ANWEISUNG 1
Tausche in der Landtagsrede „Kabinettsumbildung“ gegen „Regierungsumbildung“ aus und gib dabei den Abschnitt von „Jetzt können wir“ bis einschließlich „wir eine Sitzungsunterbrechung.“ erneut wieder.
- - - - - - -
Der Ministerpräsident hat eben vorgetragen, dass Artikel 29 Abs. 3 die Bestimmung sei, auf die sich die Minister berufen hätten. Das sei vom Parlament zur Kenntnis zu nehmen und nicht weiter zu hinterfragen. Artikel 29 Abs. 3 lautet:

"Die Landesregierung bedarf zur Amtsübernahme der Bestätigung durch den Landtag."

Jetzt kann man ausdeuten, ob die gesamte Landesregierung zurückgetreten ist und wir geheim einen neuen Ministerpräsidenten zu wählen haben. Das würde ich aus Artikel 29 Abs. 3 - -

(Lachen bei der SPD)

- Wenn Sie lachen, lese ich es Ihnen noch einmal vor:

"Die Landesregierung bedarf zur Amtsübernahme der Bestätigung durch den Landtag."

Das ist Artikel 29 zur Regierungsbildung. Wenn Sie sich darauf berufen haben, so wird sich das Prozedere heute allerdings anders gestalten, als Sie es sich, als Sie heute Morgen aufgewacht sind, noch vorgestellt haben.

In Artikel 33, der hier denkbarer Weise ebenfalls angewendet werden könnte, weil er mit dem Wort "Rücktritt" überschrieben ist, heißt es in Absatz 3:

"Scheidet die Ministerpräsidentin oder der Ministerpräsident aus oder tritt sie oder er zurück, so gilt die Landesregierung als zurückgetreten."

Jetzt können wir fragen: Ist die gesamte Landesregierung zurückgetreten? - Ich frage das. Ich möchte auf diese Frage eine Antwort des Ministerpräsidenten haben; denn wir müssen uns mit Blick auf Artikel 29 Abs. 3 und Artikel 33 Abs. 3 darüber klar werden, welches der Anlass für diese Kabinettsumbildung am heutigen Tage ist. Dazu

bitten wir um Klarheit. Deshalb brauchen wir eine Sitzungsunterbrechung.
- - - - - - -
ANWEISUNG 2
Gib jede Zeile der Einträge zurück, in der die Zeichenfolge „mountain“ vorkommt.

DATENZEILEN
- - - - - - -
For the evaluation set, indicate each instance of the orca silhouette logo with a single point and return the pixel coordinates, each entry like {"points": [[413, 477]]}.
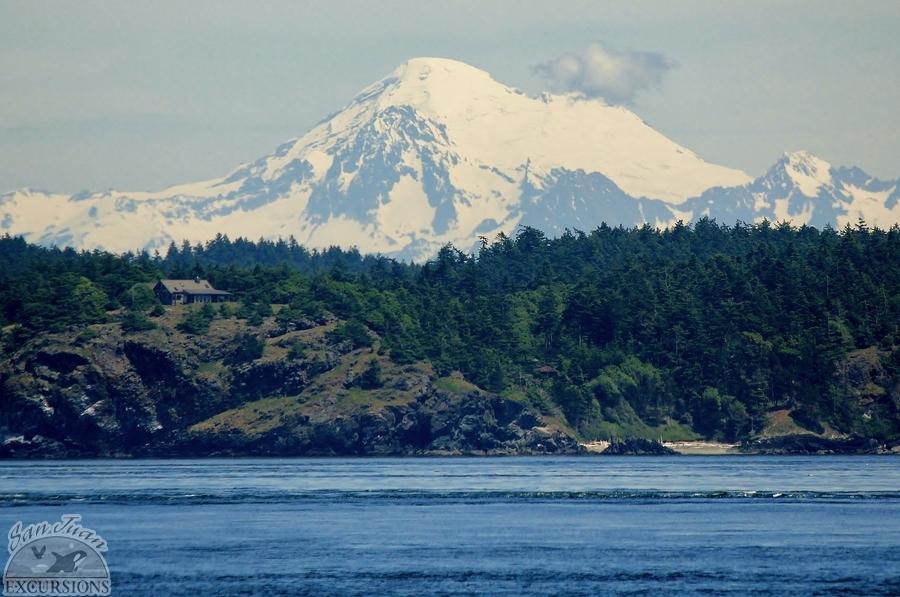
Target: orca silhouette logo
{"points": [[56, 558]]}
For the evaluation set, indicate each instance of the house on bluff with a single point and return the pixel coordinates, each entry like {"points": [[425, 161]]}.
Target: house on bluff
{"points": [[180, 292]]}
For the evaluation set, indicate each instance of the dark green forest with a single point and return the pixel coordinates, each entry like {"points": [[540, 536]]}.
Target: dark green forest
{"points": [[707, 327]]}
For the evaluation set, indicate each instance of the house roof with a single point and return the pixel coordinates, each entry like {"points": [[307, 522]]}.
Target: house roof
{"points": [[195, 286]]}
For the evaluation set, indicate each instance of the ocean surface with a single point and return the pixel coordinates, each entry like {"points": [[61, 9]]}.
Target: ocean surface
{"points": [[501, 526]]}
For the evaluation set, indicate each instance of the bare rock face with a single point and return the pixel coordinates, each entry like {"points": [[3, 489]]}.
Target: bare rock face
{"points": [[148, 394], [435, 424]]}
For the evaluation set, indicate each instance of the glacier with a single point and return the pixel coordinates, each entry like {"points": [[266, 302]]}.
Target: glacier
{"points": [[439, 152]]}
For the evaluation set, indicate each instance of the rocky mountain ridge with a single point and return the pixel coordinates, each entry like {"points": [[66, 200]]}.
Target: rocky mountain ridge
{"points": [[438, 152]]}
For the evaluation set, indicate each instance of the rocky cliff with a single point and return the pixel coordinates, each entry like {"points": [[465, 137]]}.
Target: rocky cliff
{"points": [[99, 391]]}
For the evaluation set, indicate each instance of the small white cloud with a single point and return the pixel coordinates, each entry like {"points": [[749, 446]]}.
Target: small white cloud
{"points": [[615, 75]]}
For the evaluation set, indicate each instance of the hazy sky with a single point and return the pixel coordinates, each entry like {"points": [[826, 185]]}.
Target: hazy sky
{"points": [[138, 96]]}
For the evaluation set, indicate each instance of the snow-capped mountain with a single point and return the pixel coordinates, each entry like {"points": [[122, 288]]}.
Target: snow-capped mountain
{"points": [[439, 152], [804, 189]]}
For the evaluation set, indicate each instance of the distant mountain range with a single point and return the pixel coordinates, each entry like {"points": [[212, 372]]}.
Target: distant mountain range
{"points": [[438, 152]]}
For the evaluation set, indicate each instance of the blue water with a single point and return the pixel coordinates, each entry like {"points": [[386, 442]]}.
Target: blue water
{"points": [[509, 526]]}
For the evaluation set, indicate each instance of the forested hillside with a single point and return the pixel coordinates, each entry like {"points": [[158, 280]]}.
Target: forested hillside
{"points": [[701, 329]]}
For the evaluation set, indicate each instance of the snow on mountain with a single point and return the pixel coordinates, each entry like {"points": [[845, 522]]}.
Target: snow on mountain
{"points": [[804, 189], [439, 152]]}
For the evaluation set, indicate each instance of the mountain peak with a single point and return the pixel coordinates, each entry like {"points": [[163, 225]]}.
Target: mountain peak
{"points": [[808, 171]]}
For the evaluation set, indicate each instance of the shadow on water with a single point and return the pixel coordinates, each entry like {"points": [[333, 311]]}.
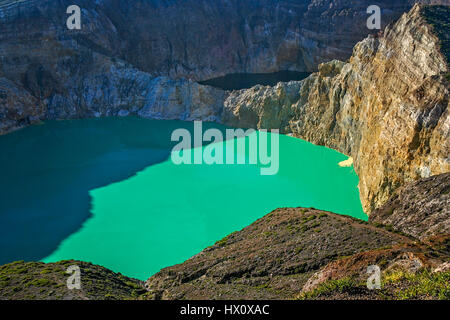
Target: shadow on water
{"points": [[238, 81], [46, 173]]}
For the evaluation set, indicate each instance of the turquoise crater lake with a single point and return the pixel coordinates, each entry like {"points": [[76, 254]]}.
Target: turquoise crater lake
{"points": [[107, 192]]}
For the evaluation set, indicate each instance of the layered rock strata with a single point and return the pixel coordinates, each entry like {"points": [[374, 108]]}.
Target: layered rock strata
{"points": [[387, 107]]}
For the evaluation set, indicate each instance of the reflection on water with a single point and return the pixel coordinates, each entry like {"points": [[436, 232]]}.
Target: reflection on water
{"points": [[237, 81]]}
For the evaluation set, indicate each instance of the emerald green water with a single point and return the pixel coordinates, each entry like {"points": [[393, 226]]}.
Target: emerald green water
{"points": [[137, 224]]}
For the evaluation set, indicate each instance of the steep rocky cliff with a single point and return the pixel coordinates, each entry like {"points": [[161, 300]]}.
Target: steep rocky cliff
{"points": [[387, 107], [113, 64]]}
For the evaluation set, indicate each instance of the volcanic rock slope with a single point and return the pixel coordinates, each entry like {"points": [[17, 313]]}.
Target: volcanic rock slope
{"points": [[387, 107], [140, 57]]}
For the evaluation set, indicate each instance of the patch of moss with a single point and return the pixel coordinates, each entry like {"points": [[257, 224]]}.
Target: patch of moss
{"points": [[329, 287]]}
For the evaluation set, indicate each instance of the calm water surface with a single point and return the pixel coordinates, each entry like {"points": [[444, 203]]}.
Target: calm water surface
{"points": [[106, 191]]}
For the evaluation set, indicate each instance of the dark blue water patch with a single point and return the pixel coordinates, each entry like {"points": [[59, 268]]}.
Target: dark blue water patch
{"points": [[46, 172], [238, 81]]}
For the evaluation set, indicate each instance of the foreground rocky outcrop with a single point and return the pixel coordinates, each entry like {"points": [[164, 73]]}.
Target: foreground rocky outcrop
{"points": [[290, 253], [420, 209], [387, 107], [270, 259]]}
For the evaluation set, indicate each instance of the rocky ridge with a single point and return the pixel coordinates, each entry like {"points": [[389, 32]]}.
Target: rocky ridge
{"points": [[387, 107], [134, 57]]}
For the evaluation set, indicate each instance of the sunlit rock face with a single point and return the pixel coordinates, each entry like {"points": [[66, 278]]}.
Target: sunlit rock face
{"points": [[387, 107], [108, 66]]}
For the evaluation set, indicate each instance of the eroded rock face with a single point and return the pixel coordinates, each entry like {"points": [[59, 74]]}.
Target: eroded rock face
{"points": [[387, 108], [108, 67]]}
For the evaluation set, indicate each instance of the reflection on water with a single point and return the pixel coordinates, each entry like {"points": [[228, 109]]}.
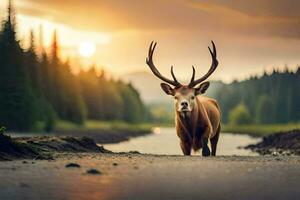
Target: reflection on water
{"points": [[167, 143]]}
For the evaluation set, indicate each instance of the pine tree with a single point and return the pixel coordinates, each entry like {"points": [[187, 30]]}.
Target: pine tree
{"points": [[18, 111]]}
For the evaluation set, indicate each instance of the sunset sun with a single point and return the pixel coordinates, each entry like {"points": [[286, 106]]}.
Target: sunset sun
{"points": [[87, 49]]}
- - - - - - -
SCHRIFTLICHE ANTWORT 1
Jetzt können wir fragen: Ist die gesamte Landesregierung zurückgetreten? - Ich frage das. Ich möchte auf diese Frage eine Antwort des Ministerpräsidenten haben; denn wir müssen uns mit Blick auf Artikel 29 Abs. 3 und Artikel 33 Abs. 3 darüber klar werden, welches der Anlass für diese Regierungsumbildung am heutigen Tage ist. Dazu

bitten wir um Klarheit. Deshalb brauchen wir eine Sitzungsunterbrechung.

SCHRIFTLICHE ANTWORT 2
For the evaluation set, indicate each instance of the rocky mountain ridge with a single point and return the pixel coordinates, each entry like {"points": [[66, 200]]}.
Target: rocky mountain ridge
For the evaluation set, indicate each instance of the snow-capped mountain with a single point and return the pixel coordinates, each entry like {"points": [[122, 288]]}.
Target: snow-capped mountain
For the evaluation set, indicate each instance of the distant mountain range with a single point and return the pixel coordinates, each entry like {"points": [[212, 372]]}.
Target: distant mountain range
For the evaluation set, indicate each instance of the snow on mountain with a single point and return the pixel coordinates, each entry like {"points": [[845, 522]]}.
Target: snow on mountain
For the evaluation set, indicate each instance of the mountain peak with a single point and return the pixel coordinates, each entry like {"points": [[163, 225]]}.
Target: mountain peak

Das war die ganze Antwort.